--- Start Source text ---
BigTux Shows Linux Scales To 64-Way
An anonymous reader writes "HP has been demonstrating a Superdome server running the Stream and HPL benchmarks, which shows that the standard 2.6 Linux kernel scales to 64 processors. Compiling the kernel didn't scale quite so well, but that was because it involves intermittent serial processing by a single processor. The article also notes that HP's customers are increasingly using Linux for enterprise applications, and getting more interested in using it on the desktop..."
Does it run Linux well?
What parallel-computing activity doesn't involve intermittent activity by a single processor? You have to spawn the parallel job somehow, and typically that starts as a single process. Is the implication here that compiling is pipelined, but linking is a single-CPU job?
If you mod me down, I shall become more powerful than you can possibly imagine.
I haven't had a 64-way since college.
And you?
"Look, Smithers! I'm Davy Crockett!"
SGI
Unisys
Fujitsu
HP
It looks like there might actually be a competitive marketplace for scalable multiprocessor Linux systems real soon now (if not already).
I know linux is pretty good from a security sence (compared to windows, at least), and I'm not surprised to find it operates on exotic setups, but is there that many programs out there that support such a setup? or ones that will actually benefit from this many processors? Or is the point of this system to develop custom business for their use? Or is it for a data server of some sort that can benefit from multiple cores answering requests?
lol: You see no door there!
While FreeBSD is a great OS/kernel, it doesn't scale as well as Linux, end of story.
Huh? What smoke are you craking? Here is the comparison of MS's latest and greatest Windows 2003 server editions So, umm where is this double of what Linux supports? Plain vanilla Linux 2.6 can do 64-way no problem. Actually, SGI has had single image 128-way Linux system out for a while. They should have 256-way, single image Linux system out soon. That is more then MS can even touch. Maybe do some research before you just shoot off FUD.If Tyranny and Oppression come to this land,
it will be in the guise of fighting a foreign enemy. -James Madison
Hey, at least they tried. How many news articles have you read that compares linux kernel compiles on a 64 processor machine? probably only one.
it took 19 minutes to compile with a single cpu, and 26x faster for the 64 processor machine. Does that equate to about 43 seconds for a kernel compile? It'd probably take longer than that just to untar/unbzip2 the source, since that would be running on only 2 cpus (one process for tar, one for bzip2).
Why read the article when I can just make up a snap judgement?
That should be enough for anybody :)
Living better through chemicals
If it can scale to 16 procs well, it will scale to 64 procs well.
Until you start talking about double that amount of procs, which is what Windows Server does these days
Wrong. Windows Server 2003 supports a maximum of only 64 processors, and I believe it was significantly tested only on 32-way and smaller machines.
Looking at the literature, Linux and Unix in general seems to be designed to keep processes as lightweight as possible. OTOH, Windows processes are a little heavier and take longer to start up.
Then, OTOH, Windows threads are very lightweight compared to the equivalent thread model in Linux. Benchmarks have shown that in multi-process setups, Unix is heavily favored, but in multi-threaded setups Windows comes out on top.
--- End Source text ---
--- Start Entries ---
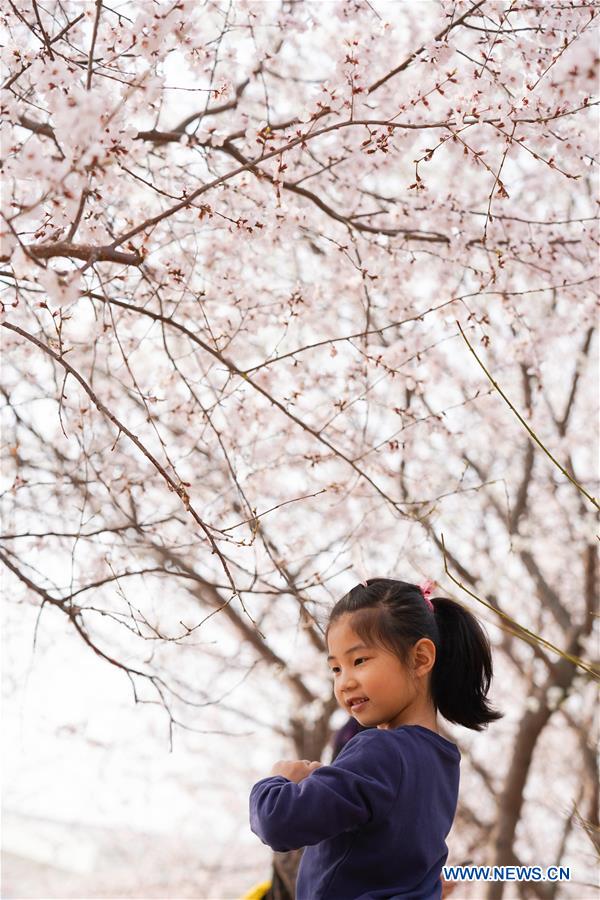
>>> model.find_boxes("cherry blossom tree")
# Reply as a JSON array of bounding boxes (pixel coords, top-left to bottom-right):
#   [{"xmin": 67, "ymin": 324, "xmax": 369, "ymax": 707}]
[{"xmin": 0, "ymin": 0, "xmax": 599, "ymax": 898}]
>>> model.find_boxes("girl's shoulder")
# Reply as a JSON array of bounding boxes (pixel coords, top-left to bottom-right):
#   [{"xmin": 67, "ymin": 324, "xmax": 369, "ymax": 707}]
[{"xmin": 392, "ymin": 725, "xmax": 461, "ymax": 760}]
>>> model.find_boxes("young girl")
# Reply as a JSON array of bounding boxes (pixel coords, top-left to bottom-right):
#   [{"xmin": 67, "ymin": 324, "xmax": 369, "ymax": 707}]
[{"xmin": 250, "ymin": 578, "xmax": 502, "ymax": 900}]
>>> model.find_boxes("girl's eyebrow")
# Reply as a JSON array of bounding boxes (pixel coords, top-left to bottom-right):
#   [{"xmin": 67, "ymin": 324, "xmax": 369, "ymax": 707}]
[{"xmin": 327, "ymin": 644, "xmax": 369, "ymax": 662}]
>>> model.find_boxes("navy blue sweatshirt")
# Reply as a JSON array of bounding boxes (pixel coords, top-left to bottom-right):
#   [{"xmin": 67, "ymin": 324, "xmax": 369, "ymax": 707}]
[{"xmin": 250, "ymin": 725, "xmax": 460, "ymax": 900}]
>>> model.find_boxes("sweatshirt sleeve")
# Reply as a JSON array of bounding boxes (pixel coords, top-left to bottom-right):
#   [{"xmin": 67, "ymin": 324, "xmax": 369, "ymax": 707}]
[{"xmin": 250, "ymin": 729, "xmax": 404, "ymax": 851}]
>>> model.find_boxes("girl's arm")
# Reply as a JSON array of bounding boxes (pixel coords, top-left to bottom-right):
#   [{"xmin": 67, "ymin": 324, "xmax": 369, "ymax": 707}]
[{"xmin": 250, "ymin": 729, "xmax": 404, "ymax": 851}]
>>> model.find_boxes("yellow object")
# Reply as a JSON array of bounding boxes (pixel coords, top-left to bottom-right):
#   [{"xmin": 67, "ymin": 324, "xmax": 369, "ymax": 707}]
[{"xmin": 241, "ymin": 881, "xmax": 271, "ymax": 900}]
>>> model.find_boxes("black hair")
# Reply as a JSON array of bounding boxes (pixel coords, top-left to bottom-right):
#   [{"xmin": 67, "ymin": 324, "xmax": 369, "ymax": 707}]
[{"xmin": 325, "ymin": 578, "xmax": 504, "ymax": 731}]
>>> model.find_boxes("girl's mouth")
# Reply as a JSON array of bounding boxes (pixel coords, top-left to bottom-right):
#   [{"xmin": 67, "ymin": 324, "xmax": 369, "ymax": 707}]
[{"xmin": 350, "ymin": 697, "xmax": 369, "ymax": 712}]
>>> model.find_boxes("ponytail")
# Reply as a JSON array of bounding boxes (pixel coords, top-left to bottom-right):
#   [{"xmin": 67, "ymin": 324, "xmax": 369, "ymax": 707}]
[
  {"xmin": 431, "ymin": 597, "xmax": 503, "ymax": 731},
  {"xmin": 325, "ymin": 578, "xmax": 503, "ymax": 731}
]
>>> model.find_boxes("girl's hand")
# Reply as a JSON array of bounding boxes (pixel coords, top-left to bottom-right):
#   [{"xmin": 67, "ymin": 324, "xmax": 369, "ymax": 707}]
[{"xmin": 271, "ymin": 759, "xmax": 323, "ymax": 784}]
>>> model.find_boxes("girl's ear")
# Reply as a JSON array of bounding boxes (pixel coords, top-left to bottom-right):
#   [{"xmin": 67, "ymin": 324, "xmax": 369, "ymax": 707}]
[{"xmin": 412, "ymin": 638, "xmax": 435, "ymax": 676}]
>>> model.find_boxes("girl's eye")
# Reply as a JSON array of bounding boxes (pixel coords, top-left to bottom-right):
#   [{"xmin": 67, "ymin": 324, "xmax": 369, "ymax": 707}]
[{"xmin": 331, "ymin": 656, "xmax": 365, "ymax": 675}]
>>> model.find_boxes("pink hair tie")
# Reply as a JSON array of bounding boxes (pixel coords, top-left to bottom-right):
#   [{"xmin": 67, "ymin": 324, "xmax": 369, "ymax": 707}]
[{"xmin": 419, "ymin": 578, "xmax": 437, "ymax": 612}]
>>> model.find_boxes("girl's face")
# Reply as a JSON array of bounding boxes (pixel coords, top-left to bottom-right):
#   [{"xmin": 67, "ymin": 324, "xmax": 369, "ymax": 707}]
[{"xmin": 328, "ymin": 613, "xmax": 435, "ymax": 728}]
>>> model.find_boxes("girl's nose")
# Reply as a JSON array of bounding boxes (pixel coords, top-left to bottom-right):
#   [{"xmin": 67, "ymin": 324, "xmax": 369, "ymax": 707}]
[{"xmin": 338, "ymin": 672, "xmax": 357, "ymax": 699}]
--- End Entries ---
What is asked:
A. In the Linux scaling thread, change "single cpu" to "single processor" and write out the passage starting with "it took 19 minutes" and going on through "a snap judgement?".
B. Copy out every line of the listing that contains the string "sweatshirt", matching case exactly.

Expected responses:
A.
it took 19 minutes to compile with a single processor, and 26x faster for the 64 processor machine. Does that equate to about 43 seconds for a kernel compile? It'd probably take longer than that just to untar/unbzip2 the source, since that would be running on only 2 cpus (one process for tar, one for bzip2).
Why read the article when I can just make up a snap judgement?

B.
>>> model.find_boxes("navy blue sweatshirt")
>>> model.find_boxes("sweatshirt sleeve")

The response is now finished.